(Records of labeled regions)
_ _ _ _ _ _ _
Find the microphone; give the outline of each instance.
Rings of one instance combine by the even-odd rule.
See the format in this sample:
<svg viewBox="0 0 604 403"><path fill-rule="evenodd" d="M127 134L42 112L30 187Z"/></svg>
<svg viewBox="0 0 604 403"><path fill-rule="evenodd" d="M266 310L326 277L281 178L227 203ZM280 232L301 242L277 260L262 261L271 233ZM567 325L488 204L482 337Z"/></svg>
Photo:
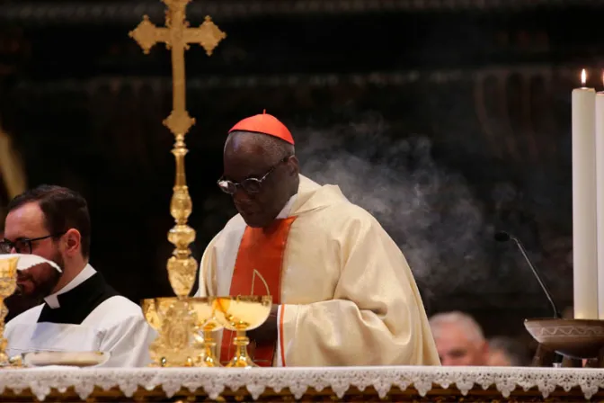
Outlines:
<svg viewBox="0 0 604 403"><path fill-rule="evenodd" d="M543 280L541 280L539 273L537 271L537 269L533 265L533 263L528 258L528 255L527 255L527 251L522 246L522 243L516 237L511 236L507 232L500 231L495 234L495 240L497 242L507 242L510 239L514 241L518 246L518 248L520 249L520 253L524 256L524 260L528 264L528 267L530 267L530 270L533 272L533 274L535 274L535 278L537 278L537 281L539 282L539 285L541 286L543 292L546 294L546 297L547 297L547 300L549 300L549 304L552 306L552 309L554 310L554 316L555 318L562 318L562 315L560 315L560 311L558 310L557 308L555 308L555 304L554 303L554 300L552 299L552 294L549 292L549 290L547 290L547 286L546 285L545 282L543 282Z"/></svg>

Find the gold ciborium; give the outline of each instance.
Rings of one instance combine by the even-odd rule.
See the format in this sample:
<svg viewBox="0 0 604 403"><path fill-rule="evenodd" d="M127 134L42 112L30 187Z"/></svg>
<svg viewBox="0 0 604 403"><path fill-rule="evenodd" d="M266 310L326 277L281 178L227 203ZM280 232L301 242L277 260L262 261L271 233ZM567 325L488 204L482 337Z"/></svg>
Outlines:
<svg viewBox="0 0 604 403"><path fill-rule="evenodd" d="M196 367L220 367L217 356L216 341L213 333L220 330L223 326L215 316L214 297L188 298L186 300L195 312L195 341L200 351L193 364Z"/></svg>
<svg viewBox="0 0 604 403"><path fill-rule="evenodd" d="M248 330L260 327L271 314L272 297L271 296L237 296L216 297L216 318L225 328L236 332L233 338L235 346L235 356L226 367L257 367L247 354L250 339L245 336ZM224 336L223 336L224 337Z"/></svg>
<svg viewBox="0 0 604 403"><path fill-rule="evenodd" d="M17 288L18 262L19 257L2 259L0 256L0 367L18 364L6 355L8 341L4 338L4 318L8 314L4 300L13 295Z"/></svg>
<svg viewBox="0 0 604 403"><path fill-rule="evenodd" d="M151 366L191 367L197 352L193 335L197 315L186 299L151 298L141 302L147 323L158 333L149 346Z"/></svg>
_ _ _ _ _ _ _
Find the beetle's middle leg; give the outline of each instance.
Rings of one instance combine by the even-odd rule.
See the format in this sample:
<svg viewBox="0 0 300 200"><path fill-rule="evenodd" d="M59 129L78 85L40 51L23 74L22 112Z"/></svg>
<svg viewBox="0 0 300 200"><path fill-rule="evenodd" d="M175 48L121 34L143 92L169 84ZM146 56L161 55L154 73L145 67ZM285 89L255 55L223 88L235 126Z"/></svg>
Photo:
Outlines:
_ _ _ _ _ _ _
**Exercise objective**
Return, verbatim, the lines of the entries starting at the line that contains "Find the gold" and ending at the line that contains "366L191 367L197 352L193", with both of those lines included.

**Answer in full**
Find the gold ciborium; give the outline of each instance.
Rings of one instance combine by the even-odd rule.
See the format in this sample:
<svg viewBox="0 0 604 403"><path fill-rule="evenodd" d="M127 134L42 112L30 187Z"/></svg>
<svg viewBox="0 0 604 403"><path fill-rule="evenodd" d="M266 310L326 277L281 178L227 203ZM280 232L301 242L277 260L262 261L271 233ZM567 325L488 204L482 337Z"/></svg>
Outlines:
<svg viewBox="0 0 604 403"><path fill-rule="evenodd" d="M196 367L220 367L217 356L216 341L213 333L220 330L223 326L215 316L214 297L188 298L186 300L195 312L195 341L200 351L193 364Z"/></svg>
<svg viewBox="0 0 604 403"><path fill-rule="evenodd" d="M248 330L260 327L271 314L272 297L271 296L237 296L216 297L216 318L225 328L236 332L233 338L235 346L235 356L226 367L257 367L247 354L250 339L245 336ZM224 336L223 336L224 337Z"/></svg>
<svg viewBox="0 0 604 403"><path fill-rule="evenodd" d="M17 288L18 262L19 257L2 259L0 256L0 367L18 364L6 355L8 341L4 338L4 318L8 314L4 300L13 295Z"/></svg>
<svg viewBox="0 0 604 403"><path fill-rule="evenodd" d="M151 366L191 367L197 352L193 335L197 315L186 299L151 298L141 302L147 323L158 333L149 346Z"/></svg>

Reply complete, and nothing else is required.